#### Objetivo
Substitua "photo above" por "image above" em toda a listagem e reproduza-a com o restante inalterado, sem incluir as imagens.

*-*-*

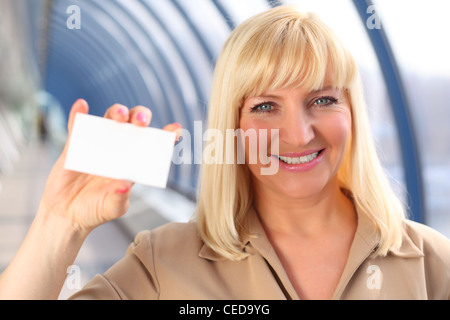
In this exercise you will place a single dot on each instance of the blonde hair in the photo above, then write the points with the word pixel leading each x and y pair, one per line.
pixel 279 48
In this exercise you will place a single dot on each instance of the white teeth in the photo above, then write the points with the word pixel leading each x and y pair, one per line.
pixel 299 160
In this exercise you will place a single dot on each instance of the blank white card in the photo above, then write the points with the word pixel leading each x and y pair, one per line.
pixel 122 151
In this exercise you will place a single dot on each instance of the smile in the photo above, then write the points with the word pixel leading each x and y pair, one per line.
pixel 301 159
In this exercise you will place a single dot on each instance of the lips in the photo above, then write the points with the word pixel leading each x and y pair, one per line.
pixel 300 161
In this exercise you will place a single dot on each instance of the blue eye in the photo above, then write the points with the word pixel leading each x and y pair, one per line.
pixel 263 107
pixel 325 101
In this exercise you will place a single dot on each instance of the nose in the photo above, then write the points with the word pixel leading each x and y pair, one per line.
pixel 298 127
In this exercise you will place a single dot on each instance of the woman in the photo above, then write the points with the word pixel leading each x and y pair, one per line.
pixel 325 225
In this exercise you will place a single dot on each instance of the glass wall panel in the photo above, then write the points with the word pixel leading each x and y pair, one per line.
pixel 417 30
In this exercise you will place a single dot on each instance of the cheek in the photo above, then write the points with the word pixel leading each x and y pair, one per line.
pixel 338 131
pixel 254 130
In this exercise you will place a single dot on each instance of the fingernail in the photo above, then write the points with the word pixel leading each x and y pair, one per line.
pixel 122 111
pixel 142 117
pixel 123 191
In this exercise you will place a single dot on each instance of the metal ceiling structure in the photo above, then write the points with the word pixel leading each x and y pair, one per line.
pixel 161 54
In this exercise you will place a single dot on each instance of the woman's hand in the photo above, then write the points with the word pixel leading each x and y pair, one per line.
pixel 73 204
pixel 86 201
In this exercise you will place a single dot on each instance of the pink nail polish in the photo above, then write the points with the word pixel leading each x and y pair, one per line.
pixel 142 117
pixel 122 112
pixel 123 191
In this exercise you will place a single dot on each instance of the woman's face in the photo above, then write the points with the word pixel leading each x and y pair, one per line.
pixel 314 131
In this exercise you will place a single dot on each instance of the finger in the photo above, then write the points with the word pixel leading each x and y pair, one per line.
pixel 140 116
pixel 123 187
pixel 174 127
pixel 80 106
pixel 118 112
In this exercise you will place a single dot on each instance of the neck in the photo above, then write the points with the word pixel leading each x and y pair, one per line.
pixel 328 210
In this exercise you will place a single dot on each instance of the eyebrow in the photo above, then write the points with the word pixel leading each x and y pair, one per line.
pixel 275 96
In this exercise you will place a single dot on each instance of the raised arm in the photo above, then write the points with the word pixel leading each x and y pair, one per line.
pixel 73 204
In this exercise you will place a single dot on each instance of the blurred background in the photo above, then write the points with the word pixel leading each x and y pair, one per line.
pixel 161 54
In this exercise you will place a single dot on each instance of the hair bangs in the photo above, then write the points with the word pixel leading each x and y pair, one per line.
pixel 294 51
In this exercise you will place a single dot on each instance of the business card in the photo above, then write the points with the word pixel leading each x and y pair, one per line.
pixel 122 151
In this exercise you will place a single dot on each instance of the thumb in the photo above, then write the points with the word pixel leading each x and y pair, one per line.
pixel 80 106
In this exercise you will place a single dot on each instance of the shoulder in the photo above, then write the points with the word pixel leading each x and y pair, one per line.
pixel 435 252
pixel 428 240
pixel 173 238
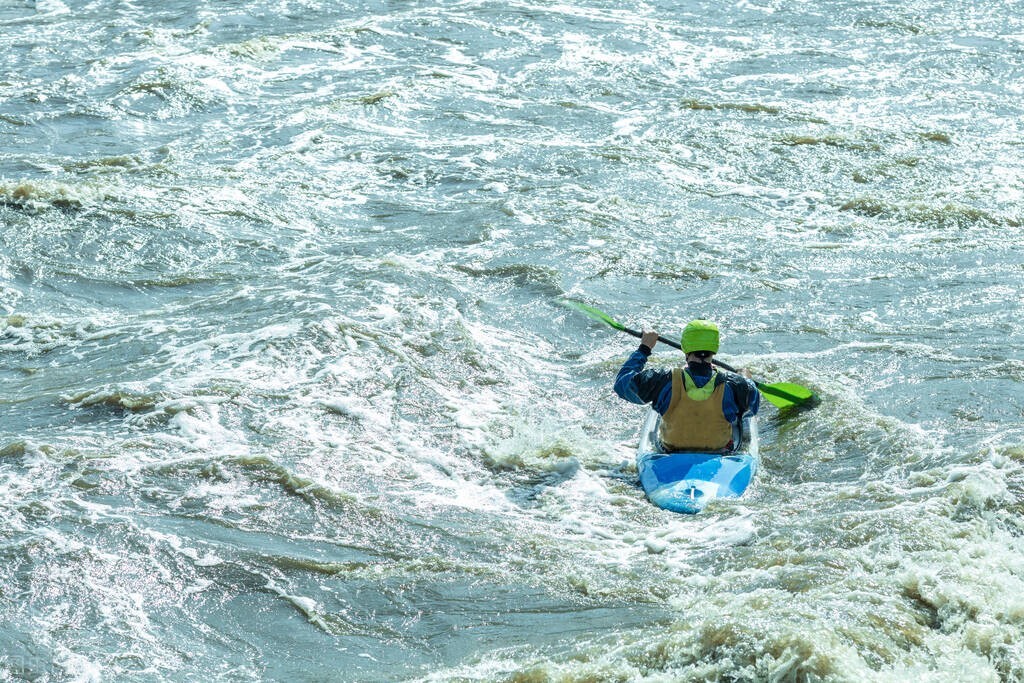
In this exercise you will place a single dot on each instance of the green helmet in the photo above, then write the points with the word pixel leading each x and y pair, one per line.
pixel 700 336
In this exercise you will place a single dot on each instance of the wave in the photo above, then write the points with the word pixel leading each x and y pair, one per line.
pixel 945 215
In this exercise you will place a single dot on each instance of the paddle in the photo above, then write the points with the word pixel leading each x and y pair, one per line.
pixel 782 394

*-*-*

#### Resposta completa
In this exercise you will place a single dot on each instance of the blonde hair in the image above, then write the points with the word pixel leading each x and y pair, one per line.
pixel 279 48
In this exercise you will place a single dot on each instance of the white teeth in the image above, then write the points with the word pixel leading each x and y pair, one per line.
pixel 299 160
In this exercise you will place a single dot on each instance of the blank white card in the image above, then write the points with the word pixel leading each x and y pair, one per line.
pixel 122 151
In this exercise you will place a single dot on each instance of the smile in the image above, then write the points with the word pixel leading each x and y pair, one per line.
pixel 301 159
In this exercise you will place a single dot on each instance of the lips in the image above, then write the points with the word pixel leading each x and y pair, one per line.
pixel 300 161
In this exercise you will place a single dot on each instance of the blue eye in the image above, then write the points with the word pixel leading each x and y pair, one per line.
pixel 263 107
pixel 325 101
In this exercise you will place a single dot on each instance of the nose in the image above, then write the points with the word pixel leading each x and y pair, one per line.
pixel 298 127
In this exercise you will place a single dot on each instance of the woman in the image above, then write the points with the word pixel leading each x and y pair, one per line.
pixel 325 225
In this exercise you will place a single dot on each instance of the glass wall panel in the image above, then write the points with the word pixel leading each x and y pair, one per line.
pixel 417 30
In this exercise you will place a single dot on each instance of the cheek in the image above, then write the points with the word pixel leading each x and y pair, one per line.
pixel 338 131
pixel 254 130
In this exercise you will place a single dot on each instance of the fingernail in the image above, then write the points with the word pixel leading each x and y pair, one per line.
pixel 122 111
pixel 142 117
pixel 123 191
In this exercise you will place a single dot on each instance of the metal ceiling structure in the image above, then write the points with the word pixel leading each x and y pair, one per line.
pixel 161 54
In this exercise you will place a single dot on each instance of the woman's hand in the image above, then write the points with the word pixel leading each x and y pair, one per line.
pixel 73 204
pixel 86 201
In this exercise you will place a single dot on each instance of the pink nail polish in the image above, then write the points with the word pixel leading each x and y pair, one per line.
pixel 142 117
pixel 122 112
pixel 123 191
In this exercise you will place a single dot on each instance of the woman's face in the image above, then write the points with the word pixel leading each x and y pair, one per line.
pixel 314 131
In this exercise you will place a single dot on each instance of the finger in the image above, then write the points with the word pixel leading each x and y pair, one per line.
pixel 140 116
pixel 123 187
pixel 174 127
pixel 80 106
pixel 118 112
In this exercise you will place a single dot on each instance of the neck in the image above, then write the points with the word pixel leading each x and y pair, one per line.
pixel 328 210
In this exercise you will place a single dot on each instance of the eyebrow in the image above, then write the points with the word pixel leading each x and y pair, one per line.
pixel 275 96
In this exercise you will place a single dot on each instance of the raised arm in the image above, then write the points with the word pixel leading each x and y pair, one per line.
pixel 73 204
In this exercise you will place a single dot on each instance of the blurred background in the image above, then write the points with the word pixel leading each x and y pair, one per line.
pixel 161 54
In this exercise you will place a single dot on each instance of the hair bangs in the image above, then write the points with the word pixel leading each x and y pair, one per line.
pixel 294 51
In this exercise you will place a single dot on each instance of the business card in the image above, then write the points with the word pixel leading each x and y pair, one per line.
pixel 122 151
In this exercise you will place a single dot on each instance of the thumb in the image above, then write the points with the word pixel leading each x and y pair, one per line.
pixel 80 106
In this exercise you will place a single dot on each instance of the shoulder in the image above, then write the points with the word pixel leading each x and y pair, one per line.
pixel 435 252
pixel 428 240
pixel 173 238
In this exercise you will place a single dot on each instance of the green helmet in the image above, then write the points with the word pixel leading each x and y pair, one per line.
pixel 700 336
In this exercise you will place a single dot on each instance of the wave in the image above, then write the points with the word pixel leading each x and y pair, one per line.
pixel 945 215
In this exercise you will place a single dot on each instance of the paddle in the image above, then write the points with the word pixel leading each x and y pair, one per line.
pixel 782 394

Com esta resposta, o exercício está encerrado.